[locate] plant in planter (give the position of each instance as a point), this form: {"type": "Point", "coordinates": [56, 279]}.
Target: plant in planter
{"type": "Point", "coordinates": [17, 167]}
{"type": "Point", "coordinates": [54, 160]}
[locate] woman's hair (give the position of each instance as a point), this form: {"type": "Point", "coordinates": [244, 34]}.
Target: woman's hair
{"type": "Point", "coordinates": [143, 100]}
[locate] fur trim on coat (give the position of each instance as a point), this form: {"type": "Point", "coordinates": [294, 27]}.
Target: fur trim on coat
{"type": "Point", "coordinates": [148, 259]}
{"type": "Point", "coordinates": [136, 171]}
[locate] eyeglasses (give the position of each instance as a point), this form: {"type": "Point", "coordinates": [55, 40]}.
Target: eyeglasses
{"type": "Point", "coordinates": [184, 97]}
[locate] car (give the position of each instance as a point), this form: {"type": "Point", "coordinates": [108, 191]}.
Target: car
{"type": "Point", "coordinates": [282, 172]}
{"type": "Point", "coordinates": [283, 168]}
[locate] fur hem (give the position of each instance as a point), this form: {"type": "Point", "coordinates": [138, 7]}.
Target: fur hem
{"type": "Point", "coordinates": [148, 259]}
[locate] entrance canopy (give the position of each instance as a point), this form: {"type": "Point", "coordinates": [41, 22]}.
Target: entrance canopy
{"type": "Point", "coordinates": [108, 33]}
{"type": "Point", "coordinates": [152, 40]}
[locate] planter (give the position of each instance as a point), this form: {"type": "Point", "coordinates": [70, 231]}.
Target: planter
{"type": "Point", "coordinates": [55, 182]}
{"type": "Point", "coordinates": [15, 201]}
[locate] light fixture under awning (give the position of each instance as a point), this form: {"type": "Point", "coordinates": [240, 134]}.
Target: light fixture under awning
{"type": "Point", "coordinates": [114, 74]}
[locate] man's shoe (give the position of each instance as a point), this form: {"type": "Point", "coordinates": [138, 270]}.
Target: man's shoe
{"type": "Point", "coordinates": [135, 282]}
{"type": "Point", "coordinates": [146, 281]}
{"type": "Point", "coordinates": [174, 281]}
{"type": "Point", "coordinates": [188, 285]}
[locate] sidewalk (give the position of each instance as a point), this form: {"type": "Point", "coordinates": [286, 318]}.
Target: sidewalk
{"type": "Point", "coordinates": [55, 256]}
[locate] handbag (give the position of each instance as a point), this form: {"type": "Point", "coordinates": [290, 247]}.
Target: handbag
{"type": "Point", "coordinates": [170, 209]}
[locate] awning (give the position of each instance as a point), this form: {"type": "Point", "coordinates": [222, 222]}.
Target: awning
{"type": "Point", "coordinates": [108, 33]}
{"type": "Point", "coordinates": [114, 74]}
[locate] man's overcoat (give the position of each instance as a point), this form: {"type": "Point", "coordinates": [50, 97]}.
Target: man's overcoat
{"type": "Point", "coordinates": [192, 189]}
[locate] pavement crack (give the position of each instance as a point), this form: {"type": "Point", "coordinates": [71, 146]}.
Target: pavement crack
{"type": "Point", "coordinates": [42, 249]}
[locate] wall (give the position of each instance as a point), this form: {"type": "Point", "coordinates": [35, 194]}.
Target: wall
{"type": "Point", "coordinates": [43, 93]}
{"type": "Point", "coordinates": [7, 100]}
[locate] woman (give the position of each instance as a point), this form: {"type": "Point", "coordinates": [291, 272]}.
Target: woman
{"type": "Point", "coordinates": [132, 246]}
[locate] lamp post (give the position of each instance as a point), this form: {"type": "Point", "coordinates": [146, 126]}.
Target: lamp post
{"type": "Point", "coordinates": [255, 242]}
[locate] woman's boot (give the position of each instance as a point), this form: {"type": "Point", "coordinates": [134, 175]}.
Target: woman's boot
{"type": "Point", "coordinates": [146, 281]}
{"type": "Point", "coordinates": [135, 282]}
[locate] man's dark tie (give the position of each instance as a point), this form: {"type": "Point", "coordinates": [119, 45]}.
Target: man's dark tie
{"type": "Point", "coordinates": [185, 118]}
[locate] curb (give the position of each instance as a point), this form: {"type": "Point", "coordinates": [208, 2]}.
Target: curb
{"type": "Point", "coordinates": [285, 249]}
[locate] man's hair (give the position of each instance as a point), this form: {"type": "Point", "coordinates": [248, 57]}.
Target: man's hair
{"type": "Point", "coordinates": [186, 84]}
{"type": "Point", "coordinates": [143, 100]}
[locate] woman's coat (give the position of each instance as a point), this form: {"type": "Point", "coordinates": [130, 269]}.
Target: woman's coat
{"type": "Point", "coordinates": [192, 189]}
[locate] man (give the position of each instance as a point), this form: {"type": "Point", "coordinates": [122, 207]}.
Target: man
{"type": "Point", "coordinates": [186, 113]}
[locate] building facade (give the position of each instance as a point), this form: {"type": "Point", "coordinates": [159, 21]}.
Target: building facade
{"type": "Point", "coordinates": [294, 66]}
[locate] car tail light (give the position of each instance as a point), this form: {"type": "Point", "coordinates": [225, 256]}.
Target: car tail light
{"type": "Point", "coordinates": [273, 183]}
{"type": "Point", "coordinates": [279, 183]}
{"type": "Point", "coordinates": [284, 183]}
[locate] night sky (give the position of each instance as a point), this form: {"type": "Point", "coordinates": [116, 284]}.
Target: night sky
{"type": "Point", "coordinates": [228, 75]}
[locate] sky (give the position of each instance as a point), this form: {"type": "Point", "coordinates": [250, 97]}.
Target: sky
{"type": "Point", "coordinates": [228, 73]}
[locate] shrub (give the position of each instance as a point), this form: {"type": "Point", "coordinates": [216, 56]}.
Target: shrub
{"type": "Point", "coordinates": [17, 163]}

══════════

-- What the exercise asks --
Return the data from the top line through the bottom line exactly.

-- Response area --
[locate] plant in planter (give the position of each instance as a point), this form: {"type": "Point", "coordinates": [56, 279]}.
Target: plant in planter
{"type": "Point", "coordinates": [17, 167]}
{"type": "Point", "coordinates": [54, 160]}
[locate] woman's hair (give the position of each instance as a point), this form: {"type": "Point", "coordinates": [244, 34]}.
Target: woman's hair
{"type": "Point", "coordinates": [143, 100]}
[locate] fur trim on coat (give the position of each instance as a point), this form: {"type": "Point", "coordinates": [294, 27]}.
Target: fur trim on coat
{"type": "Point", "coordinates": [148, 259]}
{"type": "Point", "coordinates": [136, 171]}
[locate] eyeglasses (give the position of each instance as a point), this form: {"type": "Point", "coordinates": [55, 40]}.
Target: eyeglasses
{"type": "Point", "coordinates": [184, 97]}
[locate] car (give the position of each instance as a point), this form: {"type": "Point", "coordinates": [108, 191]}.
Target: car
{"type": "Point", "coordinates": [282, 172]}
{"type": "Point", "coordinates": [283, 168]}
[locate] fur hem (give the position of each instance as a point), this form: {"type": "Point", "coordinates": [138, 7]}.
Target: fur hem
{"type": "Point", "coordinates": [148, 259]}
[locate] entrance canopy (give the position of each instance as a point), this form: {"type": "Point", "coordinates": [41, 22]}.
Target: entrance canopy
{"type": "Point", "coordinates": [108, 33]}
{"type": "Point", "coordinates": [152, 40]}
[locate] planter (give the position of each instance as a point), this form: {"type": "Point", "coordinates": [70, 231]}.
Target: planter
{"type": "Point", "coordinates": [55, 182]}
{"type": "Point", "coordinates": [15, 201]}
[locate] light fixture under awning (give the position of each instance as a point), this form: {"type": "Point", "coordinates": [240, 134]}.
Target: light fixture under awning
{"type": "Point", "coordinates": [114, 74]}
[locate] man's shoe (give the position of each instance as a point), this form: {"type": "Point", "coordinates": [138, 270]}.
Target: man's shoe
{"type": "Point", "coordinates": [135, 282]}
{"type": "Point", "coordinates": [146, 281]}
{"type": "Point", "coordinates": [174, 281]}
{"type": "Point", "coordinates": [188, 285]}
[locate] sidewalk (give the position of each instance as a point), this form: {"type": "Point", "coordinates": [286, 318]}.
Target: sidewalk
{"type": "Point", "coordinates": [55, 256]}
[locate] handbag (give the position of each instance as a point), this form: {"type": "Point", "coordinates": [290, 247]}.
Target: handbag
{"type": "Point", "coordinates": [170, 209]}
[locate] awning (give the position of each instance as a point), this form: {"type": "Point", "coordinates": [222, 222]}.
Target: awning
{"type": "Point", "coordinates": [108, 33]}
{"type": "Point", "coordinates": [114, 74]}
[locate] man's overcoat (give the position of each instance as a point), this form: {"type": "Point", "coordinates": [50, 97]}.
Target: man's overcoat
{"type": "Point", "coordinates": [192, 189]}
[locate] pavement crack (give the position of each instance as a point), this form: {"type": "Point", "coordinates": [71, 146]}.
Target: pavement crack
{"type": "Point", "coordinates": [42, 249]}
[locate] wall (give the position of each instance as a point), this form: {"type": "Point", "coordinates": [35, 194]}.
Target: wall
{"type": "Point", "coordinates": [43, 93]}
{"type": "Point", "coordinates": [7, 100]}
[locate] woman (give the position of each instance as a point), this form: {"type": "Point", "coordinates": [291, 272]}.
Target: woman
{"type": "Point", "coordinates": [132, 246]}
[locate] lamp post (give the position of each instance as a point), this form: {"type": "Point", "coordinates": [146, 126]}.
Target: lamp post
{"type": "Point", "coordinates": [255, 242]}
[locate] woman's boot (give the position of each instance as a point), this form: {"type": "Point", "coordinates": [134, 175]}.
Target: woman's boot
{"type": "Point", "coordinates": [146, 281]}
{"type": "Point", "coordinates": [135, 282]}
[locate] man's dark tie (give the position of each instance as a point), this form: {"type": "Point", "coordinates": [119, 45]}.
Target: man's dark tie
{"type": "Point", "coordinates": [185, 118]}
[locate] curb (give the position of each instance as a point), this form: {"type": "Point", "coordinates": [208, 2]}.
Target: curb
{"type": "Point", "coordinates": [285, 249]}
[locate] man's hair (give the position of each instance as a point), this form: {"type": "Point", "coordinates": [248, 57]}.
Target: man's hair
{"type": "Point", "coordinates": [186, 84]}
{"type": "Point", "coordinates": [143, 100]}
[locate] woman's coat (give the position of each instance as a point), this form: {"type": "Point", "coordinates": [130, 269]}.
Target: woman's coat
{"type": "Point", "coordinates": [192, 189]}
[locate] man (give the position of each instance as a point), this form: {"type": "Point", "coordinates": [122, 207]}.
Target: man
{"type": "Point", "coordinates": [186, 113]}
[locate] building facade (give the position of each instance as a point), this form: {"type": "Point", "coordinates": [159, 21]}.
Target: building facade
{"type": "Point", "coordinates": [294, 66]}
[locate] car tail light (give the position of each instance as a point), this form: {"type": "Point", "coordinates": [225, 256]}.
Target: car tail light
{"type": "Point", "coordinates": [273, 183]}
{"type": "Point", "coordinates": [279, 183]}
{"type": "Point", "coordinates": [284, 183]}
[locate] night sky (give the position of each instance as a point), this form: {"type": "Point", "coordinates": [116, 284]}.
Target: night sky
{"type": "Point", "coordinates": [228, 75]}
[locate] sky (give the position of each instance as a point), this form: {"type": "Point", "coordinates": [250, 97]}.
Target: sky
{"type": "Point", "coordinates": [228, 73]}
[locate] shrub (give the position of each instance as a point), this form: {"type": "Point", "coordinates": [216, 56]}.
Target: shrub
{"type": "Point", "coordinates": [17, 163]}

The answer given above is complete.